* _WORK TO COMPLETE_:
A - In the Kofax integration text, which protocol was selected to enable cross-platform invocation between Ascent Capture and eXo Platform?
B - Quote the Kofax integration text word for word, starting with "eXo Platform is" and going on through "publishing and backup.".

## BEGIN SOURCE TEXT

Kofax Integration
1 Introduction
Ascent Capture is a solution that allows scanning documents, extracting
information and releasing it to external modules for storage and further
processing. It is developed by
Kofax, a California
based company, part of
DICOM Group, a global
leader in Electronic Document Exchange.
eXo Platform is a cutting-edge product line of
Portal oriented solutions. One of them is
eXo JCR
(which stands for "Java Content Repository"). It can be considered as a
standard compliant database to store structured information, such as
enterprise documents. Another one is
eXo ECM
("Enterprise Content Management"). It is built on top of the former one and
enables to handle the complete lifecycle of documents, including capturing,
storing, management, publishing and backup.
It makes perfect sense to merge Ascent Capture and eXo Platform and obtain a
comprehensive chained solution, leveraging best of both components :
extraction for Ascent Capture,
storage and
management for eXo Platform.
2 Concepts
In Ascent Capture, the export of images and data is done through a "Release
Script", a Windows COM component that implements specific interfaces. eXo
Platform, on its side, is developed using Java. As a consequence, a means had to
be found to enable cross platform invocation. It was decided to select
WebDAV ("Web-based Distributed Authoring and
Versioning", sometimes abbreviated as "DAV").
WebDAV is an extension to the HTTP protocol which allows users to
collaboratively edit and manage files on remote web servers. It is opened and
standardized by a working group. There exists many clients supporting WebDAV,
such as Windows, Linux, Mac OS X, MS Office, Adobe Acrobat… It is also the
preferred protocol for remote access to the JCR in eXo Platform. Two things
are allowed. First, users can access Ascent Capture released documents
from any available client on their machine. A typical example is the Windows
Explorer. Second, it should be possible to leverage the eXo Release
Script to access *any WebDAV repository.

Big picture
The eXo Release Script releases a document in three steps:
- First, a node is created in the JCR, at a location specified by the
configuration. It represents the structured document. The name of this node
is obtained from the document data. Its default type is
kfx:document.
This is a convention node type in eXo Platform which allows to identify
all Ascent Capture released documents. Of course, custom node types can be
defined to specify accurately the document structure and ensure the
consistency of the repository.

## END SOURCE TEXT
## BEGIN RECORDS SHOWN

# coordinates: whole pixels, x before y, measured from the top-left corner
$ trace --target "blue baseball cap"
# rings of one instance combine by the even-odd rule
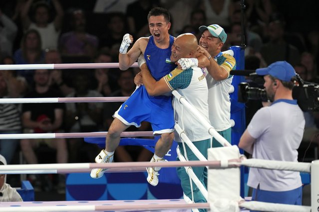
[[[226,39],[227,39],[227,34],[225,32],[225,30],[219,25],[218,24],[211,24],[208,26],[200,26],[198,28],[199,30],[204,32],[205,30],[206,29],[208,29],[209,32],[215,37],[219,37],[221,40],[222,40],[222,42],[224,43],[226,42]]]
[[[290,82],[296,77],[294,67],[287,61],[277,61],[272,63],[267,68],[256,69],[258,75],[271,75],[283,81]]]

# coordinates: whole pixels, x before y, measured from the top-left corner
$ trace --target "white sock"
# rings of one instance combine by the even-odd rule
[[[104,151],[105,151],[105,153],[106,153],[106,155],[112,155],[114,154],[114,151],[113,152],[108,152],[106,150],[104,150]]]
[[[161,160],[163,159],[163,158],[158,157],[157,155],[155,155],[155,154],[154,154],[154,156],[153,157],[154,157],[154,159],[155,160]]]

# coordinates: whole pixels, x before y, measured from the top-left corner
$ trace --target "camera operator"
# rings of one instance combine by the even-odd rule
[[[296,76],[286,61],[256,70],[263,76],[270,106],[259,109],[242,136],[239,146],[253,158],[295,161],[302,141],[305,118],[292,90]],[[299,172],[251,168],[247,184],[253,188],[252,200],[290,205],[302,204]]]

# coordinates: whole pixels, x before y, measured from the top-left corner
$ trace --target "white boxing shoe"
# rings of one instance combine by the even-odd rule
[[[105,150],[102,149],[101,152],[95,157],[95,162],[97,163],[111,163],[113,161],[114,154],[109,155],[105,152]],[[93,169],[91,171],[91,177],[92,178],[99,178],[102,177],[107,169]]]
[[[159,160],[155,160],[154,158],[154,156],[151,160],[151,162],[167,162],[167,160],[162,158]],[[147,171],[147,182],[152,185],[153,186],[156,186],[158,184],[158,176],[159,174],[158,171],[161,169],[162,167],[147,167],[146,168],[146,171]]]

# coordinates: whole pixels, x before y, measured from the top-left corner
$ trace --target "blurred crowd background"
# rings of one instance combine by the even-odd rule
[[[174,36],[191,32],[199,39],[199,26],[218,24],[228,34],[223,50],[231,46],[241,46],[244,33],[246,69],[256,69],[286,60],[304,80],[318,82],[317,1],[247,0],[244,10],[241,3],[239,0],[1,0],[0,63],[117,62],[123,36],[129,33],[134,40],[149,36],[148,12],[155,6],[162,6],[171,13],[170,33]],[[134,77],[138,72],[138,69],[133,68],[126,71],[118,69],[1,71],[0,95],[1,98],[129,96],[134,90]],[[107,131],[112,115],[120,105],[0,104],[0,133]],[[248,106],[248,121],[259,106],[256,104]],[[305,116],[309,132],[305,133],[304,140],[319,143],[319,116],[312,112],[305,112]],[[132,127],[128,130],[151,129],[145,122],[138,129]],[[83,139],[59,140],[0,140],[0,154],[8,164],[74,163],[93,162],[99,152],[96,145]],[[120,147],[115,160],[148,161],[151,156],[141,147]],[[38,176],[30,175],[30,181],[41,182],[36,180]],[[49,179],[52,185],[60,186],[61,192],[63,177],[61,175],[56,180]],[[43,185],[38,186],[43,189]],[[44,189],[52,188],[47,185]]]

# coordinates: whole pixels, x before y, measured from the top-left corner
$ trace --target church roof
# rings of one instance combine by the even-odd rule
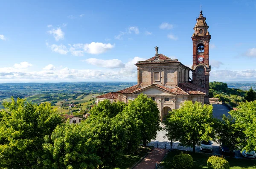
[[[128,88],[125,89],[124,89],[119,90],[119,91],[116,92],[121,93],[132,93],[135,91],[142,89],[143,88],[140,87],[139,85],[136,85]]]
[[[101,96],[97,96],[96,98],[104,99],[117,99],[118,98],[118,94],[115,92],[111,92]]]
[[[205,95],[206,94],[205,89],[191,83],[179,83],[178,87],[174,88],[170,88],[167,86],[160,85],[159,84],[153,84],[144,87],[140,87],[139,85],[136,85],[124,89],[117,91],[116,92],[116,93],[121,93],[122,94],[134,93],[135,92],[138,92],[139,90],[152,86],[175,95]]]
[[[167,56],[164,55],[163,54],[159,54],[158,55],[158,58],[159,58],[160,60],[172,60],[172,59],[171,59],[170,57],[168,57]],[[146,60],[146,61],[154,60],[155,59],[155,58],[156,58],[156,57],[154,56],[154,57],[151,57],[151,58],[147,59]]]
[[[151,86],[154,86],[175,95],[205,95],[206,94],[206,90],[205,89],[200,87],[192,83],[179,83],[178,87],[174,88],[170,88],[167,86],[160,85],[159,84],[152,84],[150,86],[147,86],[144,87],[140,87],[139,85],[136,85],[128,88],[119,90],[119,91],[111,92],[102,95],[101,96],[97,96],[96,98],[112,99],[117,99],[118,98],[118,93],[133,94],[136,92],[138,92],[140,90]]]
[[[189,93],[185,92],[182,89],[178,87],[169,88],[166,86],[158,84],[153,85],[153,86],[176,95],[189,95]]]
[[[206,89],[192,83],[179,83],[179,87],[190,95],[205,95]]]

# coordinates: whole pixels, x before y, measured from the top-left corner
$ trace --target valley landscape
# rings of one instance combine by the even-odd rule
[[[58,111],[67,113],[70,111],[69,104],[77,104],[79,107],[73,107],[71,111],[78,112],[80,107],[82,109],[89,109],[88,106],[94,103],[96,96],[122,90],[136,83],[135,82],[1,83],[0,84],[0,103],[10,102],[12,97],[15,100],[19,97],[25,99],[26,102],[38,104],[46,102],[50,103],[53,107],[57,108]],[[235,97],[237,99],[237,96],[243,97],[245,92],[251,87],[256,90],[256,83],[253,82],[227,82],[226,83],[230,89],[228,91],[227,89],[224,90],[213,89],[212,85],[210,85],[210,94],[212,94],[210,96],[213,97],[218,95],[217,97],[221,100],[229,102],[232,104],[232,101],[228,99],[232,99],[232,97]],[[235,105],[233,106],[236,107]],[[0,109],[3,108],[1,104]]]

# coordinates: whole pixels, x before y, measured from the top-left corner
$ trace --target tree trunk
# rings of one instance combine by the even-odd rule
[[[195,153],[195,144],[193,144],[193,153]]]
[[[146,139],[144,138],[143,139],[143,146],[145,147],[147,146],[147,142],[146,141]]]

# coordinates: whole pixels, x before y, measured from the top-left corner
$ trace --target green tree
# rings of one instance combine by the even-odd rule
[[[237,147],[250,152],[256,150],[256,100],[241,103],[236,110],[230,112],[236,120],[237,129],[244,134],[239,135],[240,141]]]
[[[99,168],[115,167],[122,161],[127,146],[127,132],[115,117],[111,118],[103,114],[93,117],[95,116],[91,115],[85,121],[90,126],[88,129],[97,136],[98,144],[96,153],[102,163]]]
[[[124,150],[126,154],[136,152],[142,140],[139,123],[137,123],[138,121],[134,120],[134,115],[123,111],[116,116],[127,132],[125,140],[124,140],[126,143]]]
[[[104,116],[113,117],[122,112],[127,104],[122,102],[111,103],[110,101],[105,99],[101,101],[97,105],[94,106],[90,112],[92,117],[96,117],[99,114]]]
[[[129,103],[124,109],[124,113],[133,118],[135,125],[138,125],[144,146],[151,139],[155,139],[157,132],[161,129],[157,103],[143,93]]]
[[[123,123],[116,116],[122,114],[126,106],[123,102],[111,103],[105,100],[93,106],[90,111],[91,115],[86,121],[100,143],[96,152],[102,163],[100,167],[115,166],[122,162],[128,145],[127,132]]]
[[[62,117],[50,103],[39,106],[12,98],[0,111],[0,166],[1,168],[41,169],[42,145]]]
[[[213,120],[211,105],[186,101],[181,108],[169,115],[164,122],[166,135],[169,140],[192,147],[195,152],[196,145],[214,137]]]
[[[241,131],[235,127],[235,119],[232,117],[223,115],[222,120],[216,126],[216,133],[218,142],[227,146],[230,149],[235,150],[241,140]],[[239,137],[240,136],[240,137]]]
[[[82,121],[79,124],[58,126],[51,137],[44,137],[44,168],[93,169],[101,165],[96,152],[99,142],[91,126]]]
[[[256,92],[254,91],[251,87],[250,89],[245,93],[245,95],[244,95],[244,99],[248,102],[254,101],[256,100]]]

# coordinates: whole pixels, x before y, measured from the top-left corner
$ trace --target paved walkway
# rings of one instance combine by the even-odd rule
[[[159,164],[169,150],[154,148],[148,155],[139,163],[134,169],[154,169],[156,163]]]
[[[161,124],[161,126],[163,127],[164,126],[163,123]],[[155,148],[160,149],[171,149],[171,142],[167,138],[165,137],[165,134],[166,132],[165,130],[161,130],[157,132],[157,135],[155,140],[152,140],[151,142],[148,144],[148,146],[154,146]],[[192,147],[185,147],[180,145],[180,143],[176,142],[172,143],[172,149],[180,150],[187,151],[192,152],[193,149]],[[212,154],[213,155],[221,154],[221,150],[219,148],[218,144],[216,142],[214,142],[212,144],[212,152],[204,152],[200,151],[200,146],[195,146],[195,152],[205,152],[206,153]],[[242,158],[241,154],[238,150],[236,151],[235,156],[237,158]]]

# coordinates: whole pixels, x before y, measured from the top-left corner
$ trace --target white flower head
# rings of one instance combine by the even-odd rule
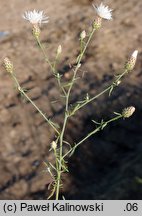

## END RECORDS SHOWN

* _THE RESPONSES_:
A - WebDAV (Web-based Distributed Authoring and Versioning).

B -
eXo Platform is a cutting-edge product line of
Portal oriented solutions. One of them is
eXo JCR
(which stands for "Java Content Repository"). It can be considered as a
standard compliant database to store structured information, such as
enterprise documents. Another one is
eXo ECM
("Enterprise Content Management"). It is built on top of the former one and
enables to handle the complete lifecycle of documents, including capturing,
storing, management, publishing and backup.